--- What the exercise asks ---
Could you reproduce the data below verbatim, starting at its first line and ending at the line that contains "[282,80,314,116]", with both of those lines included?

[start]

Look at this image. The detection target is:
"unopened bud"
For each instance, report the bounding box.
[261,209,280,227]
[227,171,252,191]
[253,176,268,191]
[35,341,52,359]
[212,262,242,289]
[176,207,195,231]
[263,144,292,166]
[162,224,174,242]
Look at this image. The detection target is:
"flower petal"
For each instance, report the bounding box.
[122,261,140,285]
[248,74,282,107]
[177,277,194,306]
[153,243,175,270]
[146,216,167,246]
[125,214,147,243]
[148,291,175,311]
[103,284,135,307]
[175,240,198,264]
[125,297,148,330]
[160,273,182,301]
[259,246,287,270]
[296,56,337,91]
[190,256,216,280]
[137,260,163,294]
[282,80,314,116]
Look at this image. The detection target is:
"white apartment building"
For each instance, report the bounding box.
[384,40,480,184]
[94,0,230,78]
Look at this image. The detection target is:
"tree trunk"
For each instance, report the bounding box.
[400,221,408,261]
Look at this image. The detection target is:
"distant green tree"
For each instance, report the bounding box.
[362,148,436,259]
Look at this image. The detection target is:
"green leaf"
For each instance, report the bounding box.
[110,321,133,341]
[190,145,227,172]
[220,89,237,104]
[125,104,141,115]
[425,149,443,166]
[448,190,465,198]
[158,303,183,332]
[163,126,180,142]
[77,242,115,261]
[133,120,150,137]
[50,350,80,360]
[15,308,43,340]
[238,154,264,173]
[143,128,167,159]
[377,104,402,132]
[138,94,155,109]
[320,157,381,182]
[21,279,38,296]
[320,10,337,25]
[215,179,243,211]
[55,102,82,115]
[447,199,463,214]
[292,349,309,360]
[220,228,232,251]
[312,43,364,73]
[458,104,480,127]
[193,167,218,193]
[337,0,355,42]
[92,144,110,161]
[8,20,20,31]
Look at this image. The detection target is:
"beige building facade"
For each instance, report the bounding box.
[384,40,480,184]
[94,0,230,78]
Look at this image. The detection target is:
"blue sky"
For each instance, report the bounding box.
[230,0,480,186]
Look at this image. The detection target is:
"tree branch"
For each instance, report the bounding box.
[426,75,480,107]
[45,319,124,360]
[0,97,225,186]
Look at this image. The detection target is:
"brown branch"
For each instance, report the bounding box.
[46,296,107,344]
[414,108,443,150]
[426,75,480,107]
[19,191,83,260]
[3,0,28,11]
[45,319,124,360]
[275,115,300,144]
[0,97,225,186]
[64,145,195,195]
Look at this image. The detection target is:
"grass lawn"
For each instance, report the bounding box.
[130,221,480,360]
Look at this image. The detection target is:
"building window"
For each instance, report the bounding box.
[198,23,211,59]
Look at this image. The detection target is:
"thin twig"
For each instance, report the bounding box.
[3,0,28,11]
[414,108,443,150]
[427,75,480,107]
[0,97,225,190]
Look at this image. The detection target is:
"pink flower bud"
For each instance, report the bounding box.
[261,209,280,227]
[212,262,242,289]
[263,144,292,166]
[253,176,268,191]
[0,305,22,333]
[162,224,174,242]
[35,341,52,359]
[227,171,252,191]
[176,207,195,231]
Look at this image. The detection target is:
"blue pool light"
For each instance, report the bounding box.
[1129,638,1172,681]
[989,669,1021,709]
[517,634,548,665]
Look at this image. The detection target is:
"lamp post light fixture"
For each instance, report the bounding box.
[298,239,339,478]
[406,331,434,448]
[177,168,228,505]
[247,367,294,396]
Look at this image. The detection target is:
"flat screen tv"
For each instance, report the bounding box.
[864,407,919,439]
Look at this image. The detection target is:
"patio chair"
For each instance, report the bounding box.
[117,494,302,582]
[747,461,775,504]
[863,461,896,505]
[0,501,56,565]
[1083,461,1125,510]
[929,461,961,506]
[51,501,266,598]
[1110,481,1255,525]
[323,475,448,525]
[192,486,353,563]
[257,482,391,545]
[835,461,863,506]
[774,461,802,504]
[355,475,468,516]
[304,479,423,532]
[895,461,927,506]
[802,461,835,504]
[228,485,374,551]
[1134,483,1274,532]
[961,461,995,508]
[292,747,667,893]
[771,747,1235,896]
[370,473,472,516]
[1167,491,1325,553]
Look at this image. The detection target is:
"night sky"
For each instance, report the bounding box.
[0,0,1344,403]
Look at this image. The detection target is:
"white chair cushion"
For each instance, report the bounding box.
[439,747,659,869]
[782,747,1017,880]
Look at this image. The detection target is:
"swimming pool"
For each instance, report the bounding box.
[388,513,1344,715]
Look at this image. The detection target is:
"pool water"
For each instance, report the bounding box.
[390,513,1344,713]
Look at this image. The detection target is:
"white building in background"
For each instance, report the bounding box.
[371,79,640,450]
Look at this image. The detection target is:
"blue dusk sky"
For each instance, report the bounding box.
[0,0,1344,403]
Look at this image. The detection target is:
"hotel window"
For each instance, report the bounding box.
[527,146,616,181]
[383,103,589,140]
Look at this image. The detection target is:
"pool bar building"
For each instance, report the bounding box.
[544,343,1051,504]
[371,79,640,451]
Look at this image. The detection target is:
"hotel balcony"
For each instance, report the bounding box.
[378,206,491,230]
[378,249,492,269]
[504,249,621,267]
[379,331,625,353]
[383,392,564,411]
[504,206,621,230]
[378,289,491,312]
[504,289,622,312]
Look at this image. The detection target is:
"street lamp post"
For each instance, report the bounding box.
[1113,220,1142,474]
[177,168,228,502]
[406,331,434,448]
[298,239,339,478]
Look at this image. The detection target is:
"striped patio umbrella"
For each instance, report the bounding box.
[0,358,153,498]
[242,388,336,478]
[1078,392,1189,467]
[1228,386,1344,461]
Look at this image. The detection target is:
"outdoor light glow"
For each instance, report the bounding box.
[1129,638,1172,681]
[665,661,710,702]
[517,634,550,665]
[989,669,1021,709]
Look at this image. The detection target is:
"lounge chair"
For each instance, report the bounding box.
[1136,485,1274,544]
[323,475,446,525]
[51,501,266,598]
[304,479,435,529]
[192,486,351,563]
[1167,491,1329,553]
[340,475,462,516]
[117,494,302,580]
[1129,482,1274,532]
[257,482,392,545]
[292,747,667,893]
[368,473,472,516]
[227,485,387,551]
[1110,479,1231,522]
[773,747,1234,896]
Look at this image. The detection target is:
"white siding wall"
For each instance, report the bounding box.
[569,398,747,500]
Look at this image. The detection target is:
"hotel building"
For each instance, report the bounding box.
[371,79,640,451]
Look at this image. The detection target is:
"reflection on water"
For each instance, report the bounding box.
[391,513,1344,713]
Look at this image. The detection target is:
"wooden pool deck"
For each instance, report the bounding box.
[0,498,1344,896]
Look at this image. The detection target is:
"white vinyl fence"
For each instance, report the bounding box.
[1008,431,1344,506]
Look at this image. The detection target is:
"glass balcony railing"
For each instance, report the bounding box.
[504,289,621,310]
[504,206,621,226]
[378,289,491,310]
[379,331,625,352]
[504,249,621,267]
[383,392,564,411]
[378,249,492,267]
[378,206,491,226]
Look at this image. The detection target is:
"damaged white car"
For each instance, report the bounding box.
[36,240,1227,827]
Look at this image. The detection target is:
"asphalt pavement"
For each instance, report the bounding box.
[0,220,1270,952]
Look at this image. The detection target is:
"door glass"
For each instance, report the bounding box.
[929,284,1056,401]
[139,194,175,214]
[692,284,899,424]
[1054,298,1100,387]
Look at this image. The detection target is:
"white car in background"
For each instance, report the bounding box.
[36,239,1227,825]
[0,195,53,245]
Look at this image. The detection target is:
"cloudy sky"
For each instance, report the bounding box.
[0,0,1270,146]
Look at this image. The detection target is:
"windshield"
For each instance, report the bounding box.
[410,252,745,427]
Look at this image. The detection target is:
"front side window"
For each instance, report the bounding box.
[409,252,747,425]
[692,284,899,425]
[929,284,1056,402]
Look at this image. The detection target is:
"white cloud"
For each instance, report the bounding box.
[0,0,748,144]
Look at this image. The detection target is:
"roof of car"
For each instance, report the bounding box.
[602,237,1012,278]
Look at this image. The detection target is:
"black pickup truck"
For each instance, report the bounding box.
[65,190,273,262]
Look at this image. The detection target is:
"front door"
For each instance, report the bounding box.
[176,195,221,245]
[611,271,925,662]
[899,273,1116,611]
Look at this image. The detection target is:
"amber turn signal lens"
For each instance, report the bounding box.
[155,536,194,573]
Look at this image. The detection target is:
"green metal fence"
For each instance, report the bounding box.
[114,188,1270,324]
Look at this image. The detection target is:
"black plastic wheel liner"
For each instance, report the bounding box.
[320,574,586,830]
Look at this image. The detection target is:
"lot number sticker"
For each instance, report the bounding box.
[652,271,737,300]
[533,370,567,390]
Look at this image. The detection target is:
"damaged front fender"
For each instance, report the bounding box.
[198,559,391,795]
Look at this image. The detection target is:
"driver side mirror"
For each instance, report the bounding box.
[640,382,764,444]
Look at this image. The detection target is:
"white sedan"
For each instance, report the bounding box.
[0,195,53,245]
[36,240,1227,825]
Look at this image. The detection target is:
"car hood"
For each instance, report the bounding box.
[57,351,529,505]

[end]

--- Expected output ---
Look at this image. The detection target is:
"unopened bud"
For each instance, report the bounding box.
[261,209,280,227]
[227,171,252,191]
[253,176,268,191]
[35,341,52,359]
[212,262,242,289]
[176,207,195,231]
[263,144,292,166]
[162,224,174,242]
Look at this image. The detection target is:
"flower petal"
For each instance, report the bounding box.
[122,261,140,285]
[248,74,282,107]
[177,277,194,306]
[153,243,175,270]
[146,216,167,246]
[125,214,147,243]
[148,291,175,311]
[103,284,135,307]
[175,240,198,264]
[125,297,148,330]
[160,273,182,301]
[259,246,287,270]
[296,56,337,91]
[190,256,216,280]
[137,260,163,294]
[282,80,314,116]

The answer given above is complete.